(Entries on locating named things)
---*---
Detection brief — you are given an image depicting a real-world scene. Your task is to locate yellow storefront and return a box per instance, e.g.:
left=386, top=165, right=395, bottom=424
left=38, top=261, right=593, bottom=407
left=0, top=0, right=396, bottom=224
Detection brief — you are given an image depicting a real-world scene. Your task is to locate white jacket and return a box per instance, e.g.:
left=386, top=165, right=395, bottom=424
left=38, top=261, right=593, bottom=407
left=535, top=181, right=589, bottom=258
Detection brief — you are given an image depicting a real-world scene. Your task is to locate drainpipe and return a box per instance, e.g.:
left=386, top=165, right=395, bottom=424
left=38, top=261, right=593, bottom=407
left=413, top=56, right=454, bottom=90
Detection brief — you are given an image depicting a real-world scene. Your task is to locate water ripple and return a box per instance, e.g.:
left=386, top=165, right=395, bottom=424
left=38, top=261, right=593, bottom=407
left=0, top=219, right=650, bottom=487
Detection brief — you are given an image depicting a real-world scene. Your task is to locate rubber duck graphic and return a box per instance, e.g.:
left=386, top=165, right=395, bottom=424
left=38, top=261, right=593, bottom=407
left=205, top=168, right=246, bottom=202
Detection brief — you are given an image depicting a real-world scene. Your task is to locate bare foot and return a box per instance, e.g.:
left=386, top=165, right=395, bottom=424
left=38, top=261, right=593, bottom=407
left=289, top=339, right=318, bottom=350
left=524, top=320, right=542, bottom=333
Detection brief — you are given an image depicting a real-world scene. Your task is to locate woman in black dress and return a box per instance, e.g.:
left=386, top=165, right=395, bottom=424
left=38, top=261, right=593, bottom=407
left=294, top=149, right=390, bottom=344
---*---
## [Work to be completed]
Repeat the data above, swapping every "Detection brief" for "Localization brief" and leaving everything else unchanged.

## [Solution]
Localization brief — you are given an image depicting a real-world scene. Your task is to locate yellow storefront and return a box per instance, e.g.:
left=386, top=165, right=395, bottom=424
left=38, top=261, right=593, bottom=407
left=0, top=0, right=396, bottom=224
Localization brief — you are given an image depicting a real-world scene. Your task is to locate white jacket and return a box per instance, e.g.:
left=386, top=165, right=395, bottom=424
left=38, top=261, right=593, bottom=407
left=535, top=181, right=589, bottom=258
Localization brief — you are given an image depicting a real-world scene. Your task is to locate drainpipe and return a box per instance, e.g.:
left=386, top=165, right=395, bottom=424
left=38, top=261, right=593, bottom=407
left=413, top=56, right=454, bottom=90
Localization brief — you are given an image depicting a real-world scene. Your task is to locate water ripple and return a box per instance, e.g.:
left=386, top=165, right=395, bottom=424
left=38, top=261, right=593, bottom=407
left=0, top=219, right=650, bottom=487
Localization brief — you are given an image depicting a real-world scene. Your task is to locate rubber duck graphic and return a box per instance, e.g.:
left=386, top=165, right=395, bottom=424
left=38, top=261, right=593, bottom=407
left=205, top=168, right=246, bottom=202
Localization brief — you are given an image depicting a real-world scene. Your task is to locate bare foot and return a box per instance, e.g.:
left=386, top=165, right=395, bottom=424
left=38, top=261, right=593, bottom=407
left=289, top=339, right=318, bottom=350
left=524, top=320, right=542, bottom=333
Localization brief — you are given an image depicting a real-world scene. Your task is to locate woman in black dress and return a box per instance, e.g.:
left=386, top=165, right=395, bottom=424
left=38, top=261, right=593, bottom=407
left=294, top=149, right=390, bottom=344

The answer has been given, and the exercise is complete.